Kopieer uit de tekst over de herziening van de WAO-uitkering letterlijk het gedeelte vanaf "ECLI:NL:CRVB:2009:BH4044" tot en met "van een urenbeperking.".

= Te analyseren tekst =

------------------------------------------------------------

ECLI:NL:CRVB:2009:BH4044
Centrale Raad van Beroep
- Hoger beroep
- C.P.J. Goorden
- J. Riphagen
- P.J. Jansen
- Rechtspraak.nl
Herziening van WAO-uitkering en medische grondslag
In deze zaak gaat het om het hoger beroep van appellant tegen de uitspraak van de rechtbank Zutphen, die op 6 augustus 2007 het beroep tegen het besluit van het Uwv ongegrond verklaarde. Het Uwv had op 26 juni 2006 de WAO-uitkering van appellant herzien van 65-80% naar 25-35% arbeidsongeschiktheid, met ingang van 27 augustus 2006. Appellant betwistte de medische grondslag van dit besluit en stelde dat niet alle relevante beperkingen waren opgenomen in de Functionele Mogelijkheden Lijst (FML) van 9 januari 2007. Hij voerde aan dat het medisch onderzoek niet zorgvuldig was en dat er onvoldoende motivatie was voor het ontbreken van een urenbeperking.

------------------------------------------------------------

Opgeslagen items
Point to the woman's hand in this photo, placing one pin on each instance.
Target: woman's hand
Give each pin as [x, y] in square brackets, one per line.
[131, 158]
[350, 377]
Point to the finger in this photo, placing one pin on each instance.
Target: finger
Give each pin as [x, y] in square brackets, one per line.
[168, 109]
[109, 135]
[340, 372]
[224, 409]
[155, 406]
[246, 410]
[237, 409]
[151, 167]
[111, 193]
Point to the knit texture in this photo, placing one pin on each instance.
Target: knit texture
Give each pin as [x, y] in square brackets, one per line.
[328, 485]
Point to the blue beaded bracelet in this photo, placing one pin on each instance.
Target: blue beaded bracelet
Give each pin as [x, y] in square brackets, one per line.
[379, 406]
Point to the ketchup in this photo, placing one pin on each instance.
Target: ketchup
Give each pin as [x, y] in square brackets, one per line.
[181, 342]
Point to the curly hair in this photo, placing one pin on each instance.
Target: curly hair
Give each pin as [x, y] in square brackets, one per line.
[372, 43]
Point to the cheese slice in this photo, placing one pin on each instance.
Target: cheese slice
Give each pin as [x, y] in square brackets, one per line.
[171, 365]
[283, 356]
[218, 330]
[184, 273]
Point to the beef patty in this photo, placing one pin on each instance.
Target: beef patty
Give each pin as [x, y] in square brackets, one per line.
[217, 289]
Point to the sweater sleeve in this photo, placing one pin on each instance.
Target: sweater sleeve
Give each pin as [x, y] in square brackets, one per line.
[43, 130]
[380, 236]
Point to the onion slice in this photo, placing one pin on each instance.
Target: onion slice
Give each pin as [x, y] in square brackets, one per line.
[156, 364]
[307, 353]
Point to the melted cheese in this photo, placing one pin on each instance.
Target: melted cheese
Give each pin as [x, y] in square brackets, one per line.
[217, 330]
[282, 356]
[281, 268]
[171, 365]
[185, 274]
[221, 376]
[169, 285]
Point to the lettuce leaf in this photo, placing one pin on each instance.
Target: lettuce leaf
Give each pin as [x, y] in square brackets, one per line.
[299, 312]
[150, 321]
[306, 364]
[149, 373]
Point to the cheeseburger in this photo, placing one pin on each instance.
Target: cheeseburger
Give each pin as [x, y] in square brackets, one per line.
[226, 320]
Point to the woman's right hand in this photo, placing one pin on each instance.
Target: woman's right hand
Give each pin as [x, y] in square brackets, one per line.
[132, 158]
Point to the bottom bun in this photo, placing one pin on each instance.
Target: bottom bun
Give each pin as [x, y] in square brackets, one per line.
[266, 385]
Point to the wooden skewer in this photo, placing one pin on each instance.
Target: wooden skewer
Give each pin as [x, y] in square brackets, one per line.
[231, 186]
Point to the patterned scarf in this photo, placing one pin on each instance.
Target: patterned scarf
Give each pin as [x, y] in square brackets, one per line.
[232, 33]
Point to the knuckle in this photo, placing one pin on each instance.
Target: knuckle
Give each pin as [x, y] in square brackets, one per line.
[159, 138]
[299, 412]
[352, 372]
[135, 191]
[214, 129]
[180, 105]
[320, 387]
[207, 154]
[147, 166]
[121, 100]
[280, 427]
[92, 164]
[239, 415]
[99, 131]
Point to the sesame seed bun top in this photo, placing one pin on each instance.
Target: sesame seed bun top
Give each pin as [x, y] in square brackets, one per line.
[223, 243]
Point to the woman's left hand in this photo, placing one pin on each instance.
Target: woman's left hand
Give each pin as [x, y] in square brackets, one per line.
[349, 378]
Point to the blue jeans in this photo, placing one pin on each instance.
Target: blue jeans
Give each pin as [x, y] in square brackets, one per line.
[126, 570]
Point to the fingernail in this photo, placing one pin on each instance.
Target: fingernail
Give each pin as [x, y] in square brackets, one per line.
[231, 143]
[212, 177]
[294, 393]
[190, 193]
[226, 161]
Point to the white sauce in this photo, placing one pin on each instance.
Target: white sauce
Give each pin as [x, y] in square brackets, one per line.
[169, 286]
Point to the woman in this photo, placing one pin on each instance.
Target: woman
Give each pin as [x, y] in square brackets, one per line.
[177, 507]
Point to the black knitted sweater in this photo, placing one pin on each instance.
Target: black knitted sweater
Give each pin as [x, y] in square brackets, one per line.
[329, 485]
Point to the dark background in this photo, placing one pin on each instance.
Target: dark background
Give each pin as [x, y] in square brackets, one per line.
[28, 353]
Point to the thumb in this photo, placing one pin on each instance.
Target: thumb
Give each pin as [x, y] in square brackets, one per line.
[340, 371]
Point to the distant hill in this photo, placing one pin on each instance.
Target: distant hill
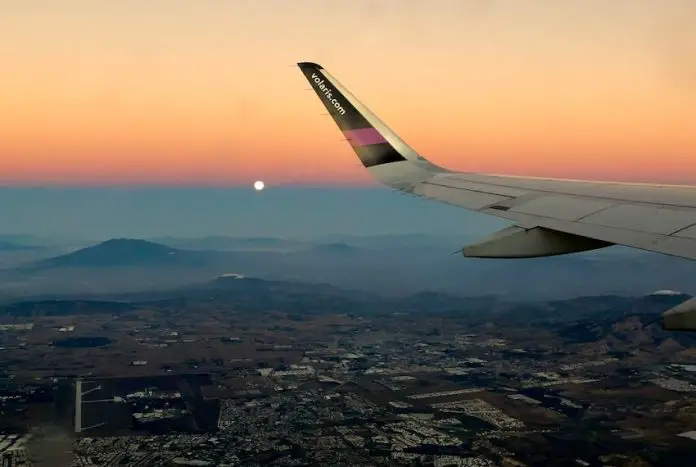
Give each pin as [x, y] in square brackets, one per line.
[15, 246]
[335, 248]
[122, 252]
[627, 323]
[231, 243]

------------------------------------------------------------

= Oplossing hieronder =
ECLI:NL:CRVB:2009:BH4044
Centrale Raad van Beroep
- Hoger beroep
- C.P.J. Goorden
- J. Riphagen
- P.J. Jansen
- Rechtspraak.nl
Herziening van WAO-uitkering en medische grondslag
In deze zaak gaat het om het hoger beroep van appellant tegen de uitspraak van de rechtbank Zutphen, die op 6 augustus 2007 het beroep tegen het besluit van het Uwv ongegrond verklaarde. Het Uwv had op 26 juni 2006 de WAO-uitkering van appellant herzien van 65-80% naar 25-35% arbeidsongeschiktheid, met ingang van 27 augustus 2006. Appellant betwistte de medische grondslag van dit besluit en stelde dat niet alle relevante beperkingen waren opgenomen in de Functionele Mogelijkheden Lijst (FML) van 9 januari 2007. Hij voerde aan dat het medisch onderzoek niet zorgvuldig was en dat er onvoldoende motivatie was voor het ontbreken van een urenbeperking.